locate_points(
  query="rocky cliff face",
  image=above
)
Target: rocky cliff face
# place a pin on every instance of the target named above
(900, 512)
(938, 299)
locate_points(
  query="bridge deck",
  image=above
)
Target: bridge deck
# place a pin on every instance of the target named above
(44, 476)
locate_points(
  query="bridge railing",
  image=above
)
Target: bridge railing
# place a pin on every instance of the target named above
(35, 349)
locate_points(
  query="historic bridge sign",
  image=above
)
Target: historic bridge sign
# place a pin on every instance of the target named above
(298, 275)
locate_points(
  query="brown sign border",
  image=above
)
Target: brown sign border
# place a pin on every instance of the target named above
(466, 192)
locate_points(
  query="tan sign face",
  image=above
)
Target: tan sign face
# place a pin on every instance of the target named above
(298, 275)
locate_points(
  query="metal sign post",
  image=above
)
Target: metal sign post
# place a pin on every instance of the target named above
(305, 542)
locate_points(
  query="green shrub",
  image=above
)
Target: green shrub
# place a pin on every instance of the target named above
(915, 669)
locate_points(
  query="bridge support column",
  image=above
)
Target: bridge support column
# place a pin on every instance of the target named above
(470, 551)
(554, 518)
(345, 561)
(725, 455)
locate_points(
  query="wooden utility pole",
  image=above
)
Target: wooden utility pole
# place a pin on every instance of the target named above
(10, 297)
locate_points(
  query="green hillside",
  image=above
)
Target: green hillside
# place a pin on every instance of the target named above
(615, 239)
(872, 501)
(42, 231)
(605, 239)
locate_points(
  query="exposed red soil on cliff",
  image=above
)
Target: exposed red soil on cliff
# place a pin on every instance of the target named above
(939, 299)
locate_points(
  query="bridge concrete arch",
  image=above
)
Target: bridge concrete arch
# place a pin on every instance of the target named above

--------------------

◆ **STATED EXERCISE**:
Transcribe all of the entries above word for word, keeping every line in its original order.

◆ **FINISHED TASK**:
locate_points(
  query="rocky cliff face",
  image=above
)
Target: rocky cliff face
# place a pin on every instance of the target named above
(900, 512)
(938, 299)
locate_points(
  query="bridge deck",
  image=above
)
Target: bridge deck
# place a pin on every instance of the target named above
(44, 476)
locate_points(
  query="bridge railing",
  image=above
)
Target: bridge railing
# place a pin on every instance of the target named above
(35, 349)
locate_points(
  query="historic bridge sign",
  image=above
)
Target: historic bridge sign
# place a pin on every instance of the target named above
(298, 275)
locate_points(
  query="brown sign border",
  image=above
)
Target: brown sign border
# place a pin on every instance of the target named above
(466, 192)
locate_points(
  query="tan sign face",
  image=above
)
Target: tan sign face
# place a pin on every instance of the target named above
(298, 275)
locate_points(
  query="metal sign post",
  image=above
)
Target: metal sign post
# place a pin on every instance of the target named above
(305, 542)
locate_points(
  query="green shrub",
  image=above
)
Target: green shrub
# place a pin on every instance of the target named above
(915, 669)
locate_points(
  query="bridge support column",
  image=above
)
Target: bridge support column
# place a pin on every instance of the target named above
(470, 551)
(554, 518)
(345, 561)
(725, 455)
locate_points(
  query="wooden utility pole",
  image=above
)
Target: wooden utility pole
# place a pin on every instance of the target named above
(10, 297)
locate_points(
  query="green hillside",
  image=above
)
Target: green hillside
# place a pin on every instance of the target named above
(615, 239)
(872, 501)
(42, 231)
(605, 239)
locate_points(
  query="exposed red soil on cliff",
  image=above
)
Target: exposed red soil on cliff
# place a pin on every instance of the target named above
(939, 299)
locate_points(
  query="bridge concrete arch",
  image=above
)
Target: bridge concrete arch
# place a pin on every instance of the target named above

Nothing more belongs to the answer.